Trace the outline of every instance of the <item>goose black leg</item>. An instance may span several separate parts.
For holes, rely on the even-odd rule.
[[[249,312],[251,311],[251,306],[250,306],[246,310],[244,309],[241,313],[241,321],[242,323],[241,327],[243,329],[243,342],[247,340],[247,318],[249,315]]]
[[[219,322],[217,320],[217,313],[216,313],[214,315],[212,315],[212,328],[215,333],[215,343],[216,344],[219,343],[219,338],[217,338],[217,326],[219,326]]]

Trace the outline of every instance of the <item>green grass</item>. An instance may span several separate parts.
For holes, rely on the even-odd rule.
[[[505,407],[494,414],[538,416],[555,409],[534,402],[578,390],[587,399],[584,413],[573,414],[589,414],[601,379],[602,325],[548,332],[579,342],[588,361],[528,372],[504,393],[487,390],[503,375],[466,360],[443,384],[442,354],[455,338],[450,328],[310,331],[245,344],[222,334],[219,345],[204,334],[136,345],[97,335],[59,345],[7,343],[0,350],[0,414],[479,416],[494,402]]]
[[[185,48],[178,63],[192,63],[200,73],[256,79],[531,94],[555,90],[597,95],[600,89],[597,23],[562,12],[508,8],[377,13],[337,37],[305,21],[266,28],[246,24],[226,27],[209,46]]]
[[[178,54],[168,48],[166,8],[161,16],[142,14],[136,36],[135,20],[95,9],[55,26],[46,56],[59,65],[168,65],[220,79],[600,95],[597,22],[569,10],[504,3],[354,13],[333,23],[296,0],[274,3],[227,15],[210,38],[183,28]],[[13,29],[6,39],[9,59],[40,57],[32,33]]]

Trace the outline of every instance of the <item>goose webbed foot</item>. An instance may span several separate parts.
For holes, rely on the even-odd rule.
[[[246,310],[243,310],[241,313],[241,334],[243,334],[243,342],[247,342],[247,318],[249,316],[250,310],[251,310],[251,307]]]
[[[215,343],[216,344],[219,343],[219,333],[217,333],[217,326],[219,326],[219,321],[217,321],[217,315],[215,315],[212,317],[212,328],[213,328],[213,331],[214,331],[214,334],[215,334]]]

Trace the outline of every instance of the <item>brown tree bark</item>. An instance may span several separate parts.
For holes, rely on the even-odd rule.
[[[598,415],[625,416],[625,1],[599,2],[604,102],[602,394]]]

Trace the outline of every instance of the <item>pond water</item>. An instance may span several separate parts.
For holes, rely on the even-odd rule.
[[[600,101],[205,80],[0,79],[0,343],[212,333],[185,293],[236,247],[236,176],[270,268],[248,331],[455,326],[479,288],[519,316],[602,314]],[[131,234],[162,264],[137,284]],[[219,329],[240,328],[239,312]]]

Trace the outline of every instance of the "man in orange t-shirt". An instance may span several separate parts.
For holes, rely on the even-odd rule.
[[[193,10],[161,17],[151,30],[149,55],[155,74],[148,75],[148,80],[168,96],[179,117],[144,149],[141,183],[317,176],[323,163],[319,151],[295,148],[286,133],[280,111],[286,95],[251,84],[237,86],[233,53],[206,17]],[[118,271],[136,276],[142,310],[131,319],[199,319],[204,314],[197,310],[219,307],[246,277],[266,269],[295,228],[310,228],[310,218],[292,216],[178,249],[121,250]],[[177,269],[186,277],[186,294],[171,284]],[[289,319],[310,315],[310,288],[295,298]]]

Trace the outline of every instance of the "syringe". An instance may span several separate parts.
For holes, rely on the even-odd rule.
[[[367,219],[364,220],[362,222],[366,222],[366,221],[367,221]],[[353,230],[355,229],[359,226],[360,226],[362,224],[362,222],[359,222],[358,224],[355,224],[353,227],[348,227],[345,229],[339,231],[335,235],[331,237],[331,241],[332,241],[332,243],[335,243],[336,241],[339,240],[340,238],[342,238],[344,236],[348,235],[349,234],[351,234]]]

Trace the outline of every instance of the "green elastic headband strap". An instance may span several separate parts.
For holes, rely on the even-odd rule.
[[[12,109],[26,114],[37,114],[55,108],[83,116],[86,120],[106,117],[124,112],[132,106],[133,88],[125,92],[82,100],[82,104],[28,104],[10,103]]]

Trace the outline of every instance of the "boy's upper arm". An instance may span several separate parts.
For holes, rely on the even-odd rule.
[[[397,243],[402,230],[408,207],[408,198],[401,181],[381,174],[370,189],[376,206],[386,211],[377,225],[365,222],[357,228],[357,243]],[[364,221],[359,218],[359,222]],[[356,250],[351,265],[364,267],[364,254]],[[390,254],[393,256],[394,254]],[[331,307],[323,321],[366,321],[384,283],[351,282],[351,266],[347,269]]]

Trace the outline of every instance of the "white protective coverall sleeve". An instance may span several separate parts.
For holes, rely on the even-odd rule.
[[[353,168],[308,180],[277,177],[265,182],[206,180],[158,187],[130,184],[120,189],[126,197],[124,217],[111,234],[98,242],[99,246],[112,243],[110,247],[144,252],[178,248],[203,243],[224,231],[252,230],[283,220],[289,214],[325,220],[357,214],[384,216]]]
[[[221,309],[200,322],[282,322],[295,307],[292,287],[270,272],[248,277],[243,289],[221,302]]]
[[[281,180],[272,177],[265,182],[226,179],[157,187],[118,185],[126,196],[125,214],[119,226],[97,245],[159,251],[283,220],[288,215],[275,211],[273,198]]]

+++++

Task prompt> Collect every line in the material above that contains the string "goose", and copy each one out in full.

Exercise response>
Trace the outline of every instance of the <item>goose black leg</item>. An instance may span several separate parts.
Trace the outline of every instance of the <item>goose webbed foot</item>. An instance may span several separate parts.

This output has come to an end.